--- What is expected ---
Send back the records in full, character for character.

--- Exercise data ---
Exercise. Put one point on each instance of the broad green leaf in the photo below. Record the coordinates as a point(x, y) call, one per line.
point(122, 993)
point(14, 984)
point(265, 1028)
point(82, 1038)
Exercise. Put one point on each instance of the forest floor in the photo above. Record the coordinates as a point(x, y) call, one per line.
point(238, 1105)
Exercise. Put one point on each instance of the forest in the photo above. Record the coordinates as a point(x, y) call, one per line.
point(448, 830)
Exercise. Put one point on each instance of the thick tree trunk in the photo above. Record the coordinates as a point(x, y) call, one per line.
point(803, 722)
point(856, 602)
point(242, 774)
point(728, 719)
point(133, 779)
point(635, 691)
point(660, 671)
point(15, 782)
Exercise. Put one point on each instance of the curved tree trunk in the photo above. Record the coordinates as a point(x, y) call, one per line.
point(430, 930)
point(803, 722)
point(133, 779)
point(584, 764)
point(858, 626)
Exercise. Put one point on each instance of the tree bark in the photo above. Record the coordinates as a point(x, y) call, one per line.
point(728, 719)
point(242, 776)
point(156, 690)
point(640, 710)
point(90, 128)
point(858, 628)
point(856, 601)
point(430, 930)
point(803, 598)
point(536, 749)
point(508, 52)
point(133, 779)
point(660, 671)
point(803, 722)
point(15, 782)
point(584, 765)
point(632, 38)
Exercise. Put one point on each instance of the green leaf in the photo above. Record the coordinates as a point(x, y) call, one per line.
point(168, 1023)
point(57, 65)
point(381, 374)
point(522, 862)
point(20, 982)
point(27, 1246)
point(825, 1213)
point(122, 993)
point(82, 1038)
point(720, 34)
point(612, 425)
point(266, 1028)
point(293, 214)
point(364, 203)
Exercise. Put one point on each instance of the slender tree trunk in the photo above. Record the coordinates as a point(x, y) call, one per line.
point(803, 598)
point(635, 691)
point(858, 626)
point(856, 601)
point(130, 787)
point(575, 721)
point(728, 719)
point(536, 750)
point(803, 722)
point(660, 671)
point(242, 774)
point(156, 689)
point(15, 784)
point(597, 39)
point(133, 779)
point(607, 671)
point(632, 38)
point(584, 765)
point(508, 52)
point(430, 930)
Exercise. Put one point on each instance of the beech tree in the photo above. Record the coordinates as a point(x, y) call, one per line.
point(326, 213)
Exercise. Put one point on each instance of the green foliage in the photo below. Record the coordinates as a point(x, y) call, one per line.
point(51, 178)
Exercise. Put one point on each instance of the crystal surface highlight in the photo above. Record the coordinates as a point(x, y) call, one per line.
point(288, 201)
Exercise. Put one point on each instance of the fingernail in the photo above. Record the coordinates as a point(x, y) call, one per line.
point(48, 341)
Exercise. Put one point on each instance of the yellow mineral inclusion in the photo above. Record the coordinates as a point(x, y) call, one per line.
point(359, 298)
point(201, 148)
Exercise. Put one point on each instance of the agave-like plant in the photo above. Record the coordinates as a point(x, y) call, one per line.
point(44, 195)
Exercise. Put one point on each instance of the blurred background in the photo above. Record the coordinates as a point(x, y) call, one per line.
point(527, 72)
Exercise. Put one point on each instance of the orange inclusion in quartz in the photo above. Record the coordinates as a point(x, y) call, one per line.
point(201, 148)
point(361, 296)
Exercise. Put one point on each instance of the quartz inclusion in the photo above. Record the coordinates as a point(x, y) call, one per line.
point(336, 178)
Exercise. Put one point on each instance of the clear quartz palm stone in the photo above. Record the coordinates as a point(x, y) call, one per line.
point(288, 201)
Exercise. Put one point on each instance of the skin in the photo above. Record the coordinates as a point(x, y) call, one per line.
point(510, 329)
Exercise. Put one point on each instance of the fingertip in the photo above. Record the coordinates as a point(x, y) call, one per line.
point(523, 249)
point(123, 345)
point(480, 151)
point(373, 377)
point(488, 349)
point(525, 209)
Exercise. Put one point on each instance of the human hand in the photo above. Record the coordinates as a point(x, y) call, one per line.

--- Written answer ---
Exercise. Put one point on each instance of the broad green leaf in the photo below. Record the coordinates as a point(x, y) call, one per line.
point(122, 993)
point(14, 984)
point(265, 1028)
point(82, 1038)
Exercise. Put one point on each instance of the forest floor in the photo above. Record the coordinates as a point(x, y) call, one per line.
point(238, 1105)
Exercise. Put one point on each instance of the forest in the photo above. Record the coordinates as a point(x, y) call, one per line.
point(448, 830)
Exercise. Put one point on each instance of the thick tree trunk in the photo above. Record the coordinates as a point(x, y) call, one per line.
point(803, 722)
point(856, 602)
point(242, 774)
point(728, 719)
point(133, 779)
point(635, 691)
point(660, 671)
point(15, 782)
Exercise. Put one point on each instance of the curved tree trunk in the photo above. Record the coordinates as a point(x, y) call, one per line.
point(430, 930)
point(803, 722)
point(133, 779)
point(584, 764)
point(858, 626)
Exercise. Put one point on each instance of the tree bark in the photo above. Record the coordinates as a point(x, y) call, one per line.
point(728, 719)
point(242, 776)
point(156, 690)
point(640, 710)
point(90, 128)
point(858, 628)
point(856, 601)
point(430, 930)
point(803, 598)
point(536, 749)
point(508, 52)
point(133, 779)
point(660, 671)
point(803, 722)
point(15, 782)
point(584, 765)
point(632, 38)
Exercise. Put one point on each instance of the green leaf in the photo above. Record the coordinates as a point(x, y) call, one per line.
point(168, 1023)
point(57, 65)
point(381, 374)
point(522, 862)
point(20, 982)
point(27, 1246)
point(825, 1213)
point(122, 993)
point(82, 1038)
point(720, 34)
point(612, 425)
point(266, 1028)
point(293, 214)
point(364, 203)
Exercise. Put one point on each instance of the slender tree trunk in the photo above. Record the coordinates as a point(x, y) call, one per line.
point(803, 598)
point(635, 691)
point(858, 626)
point(856, 601)
point(130, 787)
point(575, 721)
point(728, 719)
point(536, 750)
point(803, 722)
point(660, 671)
point(242, 774)
point(156, 689)
point(15, 784)
point(597, 39)
point(133, 779)
point(607, 671)
point(632, 38)
point(584, 765)
point(508, 52)
point(430, 930)
Exercise. Put one point on each instance of the beech tree in the photo above. Record the coordinates as a point(x, y) call, one per line.
point(326, 213)
Exercise. Put one point on each instance of the green foliage in the photo below. Record the coordinates as a point(x, y) call, one per line.
point(51, 178)
Exercise. Put one point on each instance of the crystal surface highlight in the photo above. Record the coordinates as a point(x, y) call, one per line.
point(288, 201)
Exercise. Put one point on each instance of the fingernail in the photo above. Record the coordinates as a point(x, y) call, one per line.
point(48, 341)
Exercise. Put one point on each instance of the yellow mineral inclusion in the photo above. Record the coordinates as a point(x, y) call, one per line.
point(359, 298)
point(201, 148)
Exercise. Put one point on each instance of the agave-like plant in the photo above. Record the coordinates as a point(x, y) call, one per line.
point(44, 195)
Exercise. Put one point on each instance of the blurred background in the photo above. Record the coordinates as a point(x, y) call, one per line.
point(527, 72)
Exercise. Put one point on each instance of the orange inclusion in quartz in the photo above. Record the coordinates as a point(x, y) call, one per line.
point(201, 148)
point(361, 296)
Exercise. Put one point on each instance of the quartz inclusion in the photo above. Record the coordinates as a point(x, y) call, one per line.
point(336, 178)
Exercise. Put one point on each instance of the clear quartz palm stone in the photo above. Record the coordinates as a point(x, y) call, one per line.
point(288, 201)
Exercise. Put one point on each instance of the skin in the photo above. Record the coordinates as a point(x, y) call, one per line.
point(510, 329)
Exercise. Put one point on each instance of the fingertip in the photo above. Record the coordinates as a point(x, y) call, one per line.
point(523, 249)
point(123, 345)
point(480, 151)
point(373, 377)
point(488, 349)
point(525, 209)
Exercise. Put one point on each instance of the human hand in the photo above. Record the coordinates as a point(x, y) call, one per line.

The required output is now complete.